Reproduce every record below exactly, with the pictures left out.

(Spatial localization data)
====================

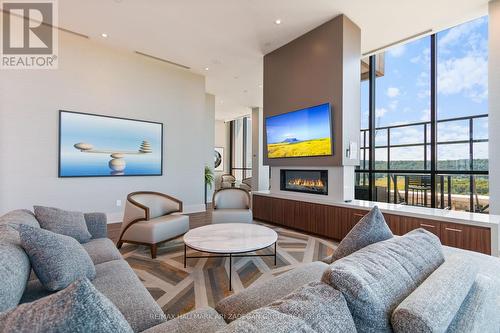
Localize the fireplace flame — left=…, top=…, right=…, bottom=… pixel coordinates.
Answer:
left=288, top=178, right=325, bottom=188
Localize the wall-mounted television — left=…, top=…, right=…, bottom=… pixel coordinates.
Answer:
left=266, top=103, right=332, bottom=159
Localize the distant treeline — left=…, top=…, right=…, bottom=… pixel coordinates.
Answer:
left=368, top=159, right=489, bottom=171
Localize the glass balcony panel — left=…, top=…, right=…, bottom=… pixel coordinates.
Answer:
left=437, top=120, right=469, bottom=143
left=390, top=146, right=425, bottom=170
left=437, top=143, right=470, bottom=171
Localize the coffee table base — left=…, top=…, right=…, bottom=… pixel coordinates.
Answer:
left=184, top=242, right=277, bottom=291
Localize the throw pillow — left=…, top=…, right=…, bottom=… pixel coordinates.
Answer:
left=0, top=278, right=133, bottom=333
left=330, top=206, right=393, bottom=262
left=0, top=225, right=31, bottom=312
left=219, top=282, right=356, bottom=333
left=34, top=206, right=92, bottom=243
left=19, top=224, right=96, bottom=291
left=322, top=228, right=444, bottom=332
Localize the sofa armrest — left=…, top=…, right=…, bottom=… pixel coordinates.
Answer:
left=84, top=212, right=107, bottom=239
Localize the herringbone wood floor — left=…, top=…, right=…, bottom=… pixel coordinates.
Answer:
left=106, top=206, right=337, bottom=318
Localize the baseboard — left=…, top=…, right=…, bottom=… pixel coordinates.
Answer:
left=105, top=204, right=207, bottom=224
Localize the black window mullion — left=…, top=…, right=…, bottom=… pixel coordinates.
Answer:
left=430, top=34, right=437, bottom=208
left=368, top=55, right=376, bottom=201
left=469, top=118, right=474, bottom=211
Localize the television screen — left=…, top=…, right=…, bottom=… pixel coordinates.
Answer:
left=266, top=103, right=332, bottom=158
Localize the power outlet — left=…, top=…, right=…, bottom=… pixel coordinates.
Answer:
left=116, top=200, right=122, bottom=207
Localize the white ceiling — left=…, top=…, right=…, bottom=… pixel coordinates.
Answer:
left=58, top=0, right=489, bottom=120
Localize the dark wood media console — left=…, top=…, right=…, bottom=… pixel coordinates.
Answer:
left=253, top=194, right=492, bottom=255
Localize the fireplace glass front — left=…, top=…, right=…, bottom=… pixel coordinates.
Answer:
left=280, top=169, right=328, bottom=195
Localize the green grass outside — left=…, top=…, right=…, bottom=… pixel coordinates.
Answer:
left=268, top=138, right=332, bottom=158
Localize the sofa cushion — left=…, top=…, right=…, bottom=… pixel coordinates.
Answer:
left=216, top=261, right=328, bottom=323
left=92, top=259, right=165, bottom=332
left=34, top=205, right=92, bottom=243
left=391, top=255, right=478, bottom=333
left=0, top=278, right=133, bottom=333
left=19, top=224, right=96, bottom=291
left=82, top=238, right=123, bottom=265
left=445, top=274, right=498, bottom=333
left=142, top=307, right=227, bottom=333
left=322, top=228, right=444, bottom=333
left=330, top=206, right=393, bottom=263
left=0, top=225, right=31, bottom=312
left=0, top=209, right=40, bottom=228
left=219, top=281, right=356, bottom=333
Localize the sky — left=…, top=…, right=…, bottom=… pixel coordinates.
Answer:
left=361, top=16, right=488, bottom=164
left=266, top=103, right=331, bottom=144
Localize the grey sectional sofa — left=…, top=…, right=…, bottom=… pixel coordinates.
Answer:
left=0, top=209, right=166, bottom=333
left=2, top=208, right=500, bottom=333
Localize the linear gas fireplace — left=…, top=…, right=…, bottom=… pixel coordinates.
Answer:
left=280, top=169, right=328, bottom=195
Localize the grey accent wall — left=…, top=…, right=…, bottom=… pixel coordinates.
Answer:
left=263, top=14, right=361, bottom=167
left=0, top=30, right=209, bottom=218
left=489, top=0, right=500, bottom=214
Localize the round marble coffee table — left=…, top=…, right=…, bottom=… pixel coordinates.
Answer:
left=183, top=223, right=278, bottom=291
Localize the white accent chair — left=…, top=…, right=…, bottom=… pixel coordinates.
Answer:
left=212, top=188, right=253, bottom=224
left=117, top=191, right=189, bottom=258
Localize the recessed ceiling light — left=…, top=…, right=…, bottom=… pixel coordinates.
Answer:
left=275, top=19, right=282, bottom=25
left=204, top=67, right=209, bottom=71
left=101, top=33, right=108, bottom=38
left=220, top=100, right=224, bottom=104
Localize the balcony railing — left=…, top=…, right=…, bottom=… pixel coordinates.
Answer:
left=355, top=114, right=489, bottom=213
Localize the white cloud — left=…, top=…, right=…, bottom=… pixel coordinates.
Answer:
left=437, top=122, right=469, bottom=142
left=388, top=44, right=406, bottom=58
left=437, top=54, right=488, bottom=102
left=420, top=109, right=430, bottom=121
left=375, top=108, right=388, bottom=118
left=389, top=100, right=399, bottom=111
left=439, top=18, right=485, bottom=52
left=418, top=89, right=430, bottom=99
left=410, top=47, right=430, bottom=65
left=386, top=87, right=400, bottom=98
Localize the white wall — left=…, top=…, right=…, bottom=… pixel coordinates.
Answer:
left=205, top=94, right=215, bottom=202
left=489, top=0, right=500, bottom=214
left=0, top=31, right=209, bottom=220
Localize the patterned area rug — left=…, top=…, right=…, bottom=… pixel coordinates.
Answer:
left=119, top=223, right=338, bottom=317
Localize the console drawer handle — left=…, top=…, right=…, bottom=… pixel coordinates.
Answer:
left=420, top=223, right=435, bottom=228
left=445, top=227, right=462, bottom=233
left=353, top=213, right=364, bottom=217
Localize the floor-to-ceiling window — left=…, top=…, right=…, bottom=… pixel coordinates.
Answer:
left=230, top=116, right=252, bottom=181
left=356, top=16, right=489, bottom=213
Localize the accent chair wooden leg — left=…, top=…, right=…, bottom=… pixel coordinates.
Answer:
left=151, top=244, right=158, bottom=259
left=116, top=241, right=123, bottom=249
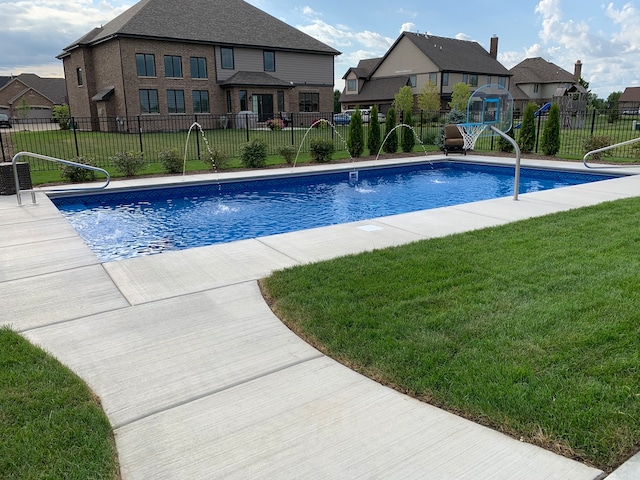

====================

Reply:
Localize the fireplace flame — left=…, top=…, right=…, bottom=… pixel coordinates.
Answer:
left=288, top=178, right=325, bottom=188
Localize the wall-mounted television — left=…, top=…, right=…, bottom=… pixel coordinates.
Answer:
left=266, top=103, right=332, bottom=159
Localize the distant treeline — left=…, top=…, right=…, bottom=… pixel coordinates.
Answer:
left=368, top=159, right=489, bottom=171
Localize the glass balcony panel — left=…, top=…, right=…, bottom=… pixel coordinates.
Answer:
left=437, top=120, right=469, bottom=143
left=390, top=146, right=425, bottom=170
left=437, top=143, right=470, bottom=171
Localize the coffee table base — left=…, top=…, right=…, bottom=… pixel coordinates.
Answer:
left=184, top=242, right=277, bottom=291
Localize the throw pillow — left=…, top=…, right=…, bottom=… pixel coordinates.
Answer:
left=0, top=278, right=133, bottom=333
left=330, top=206, right=393, bottom=262
left=0, top=225, right=31, bottom=312
left=219, top=282, right=356, bottom=333
left=34, top=206, right=92, bottom=243
left=19, top=224, right=96, bottom=291
left=322, top=228, right=444, bottom=332
Localize the sofa armrest — left=…, top=…, right=…, bottom=… pixel coordinates.
Answer:
left=84, top=212, right=107, bottom=239
Localize the herringbone wood floor — left=…, top=…, right=…, bottom=… pixel coordinates.
Answer:
left=106, top=206, right=337, bottom=318
Localize the baseboard — left=…, top=…, right=…, bottom=… pixel coordinates.
Answer:
left=105, top=204, right=207, bottom=224
Localize the black window mullion — left=…, top=…, right=…, bottom=… pixel coordinates.
Answer:
left=430, top=34, right=437, bottom=208
left=368, top=55, right=376, bottom=201
left=469, top=118, right=474, bottom=211
Localize the television screen — left=…, top=…, right=…, bottom=… pixel coordinates.
Answer:
left=266, top=103, right=332, bottom=158
Localize the power outlet — left=…, top=…, right=…, bottom=… pixel coordinates.
Answer:
left=116, top=200, right=122, bottom=207
Localize the white ceiling — left=…, top=…, right=…, bottom=… pixel coordinates.
Answer:
left=58, top=0, right=489, bottom=120
Localize the dark wood media console — left=…, top=…, right=…, bottom=… pixel coordinates.
Answer:
left=253, top=194, right=492, bottom=255
Localize the fireplace glass front — left=…, top=…, right=…, bottom=… pixel coordinates.
Answer:
left=280, top=169, right=328, bottom=195
Localize the green grass outside — left=…, top=…, right=…, bottom=… pixel coordinates.
Answer:
left=268, top=138, right=332, bottom=158
Localize the sofa cushion — left=…, top=…, right=…, bottom=… pixel coordinates.
Answer:
left=216, top=261, right=328, bottom=323
left=92, top=259, right=165, bottom=332
left=34, top=205, right=92, bottom=243
left=391, top=255, right=478, bottom=333
left=0, top=278, right=133, bottom=333
left=19, top=224, right=96, bottom=291
left=82, top=238, right=123, bottom=265
left=445, top=274, right=498, bottom=333
left=142, top=307, right=227, bottom=333
left=322, top=228, right=444, bottom=333
left=330, top=206, right=393, bottom=263
left=0, top=225, right=31, bottom=312
left=0, top=209, right=40, bottom=228
left=219, top=281, right=356, bottom=333
Localize the sky — left=…, top=…, right=…, bottom=… pixel coordinates.
Answer:
left=361, top=16, right=488, bottom=164
left=266, top=103, right=331, bottom=144
Localize the grey sectional sofa — left=…, top=…, right=…, bottom=… pixel coordinates.
Answer:
left=0, top=209, right=166, bottom=333
left=2, top=208, right=500, bottom=333
Localize the linear gas fireplace — left=…, top=…, right=…, bottom=… pixel coordinates.
Answer:
left=280, top=169, right=328, bottom=195
Localize the grey accent wall — left=…, top=…, right=…, bottom=… pixel coordinates.
Answer:
left=263, top=14, right=361, bottom=167
left=0, top=30, right=209, bottom=218
left=489, top=0, right=500, bottom=214
Localize the round marble coffee table — left=…, top=…, right=…, bottom=… pixel coordinates.
Answer:
left=183, top=223, right=278, bottom=291
Localize the white accent chair — left=…, top=…, right=…, bottom=… pixel coordinates.
Answer:
left=212, top=188, right=253, bottom=224
left=117, top=191, right=189, bottom=258
Localize the recessed ceiling light — left=…, top=…, right=…, bottom=… pixel coordinates.
Answer:
left=275, top=19, right=282, bottom=25
left=204, top=67, right=209, bottom=71
left=101, top=33, right=108, bottom=38
left=220, top=100, right=224, bottom=104
Localize the balcony railing — left=…, top=…, right=…, bottom=… pixel coordinates.
Answer:
left=355, top=114, right=489, bottom=213
Localize the white cloud — left=…, top=…, right=…, bottom=… pixel coordinates.
Answer:
left=437, top=122, right=469, bottom=142
left=388, top=44, right=406, bottom=58
left=437, top=54, right=488, bottom=102
left=420, top=109, right=430, bottom=121
left=375, top=108, right=388, bottom=118
left=389, top=100, right=399, bottom=111
left=439, top=18, right=485, bottom=52
left=418, top=89, right=430, bottom=99
left=410, top=47, right=430, bottom=65
left=386, top=87, right=400, bottom=98
Localize the white wall — left=…, top=…, right=…, bottom=… pixel coordinates.
Answer:
left=205, top=94, right=215, bottom=202
left=489, top=0, right=500, bottom=214
left=0, top=31, right=209, bottom=220
Localize the patterned area rug — left=…, top=…, right=…, bottom=… pixel coordinates.
Answer:
left=119, top=223, right=338, bottom=317
Localize the console drawer handle — left=…, top=…, right=…, bottom=… pixel coordinates.
Answer:
left=420, top=223, right=435, bottom=228
left=445, top=227, right=462, bottom=233
left=353, top=213, right=364, bottom=217
Localize the floor-to-ceiling window — left=…, top=…, right=…, bottom=… pixel coordinates.
Answer:
left=230, top=116, right=252, bottom=181
left=356, top=16, right=489, bottom=213
Localize the accent chair wooden leg — left=…, top=…, right=…, bottom=… pixel coordinates.
Answer:
left=151, top=244, right=158, bottom=259
left=116, top=241, right=123, bottom=249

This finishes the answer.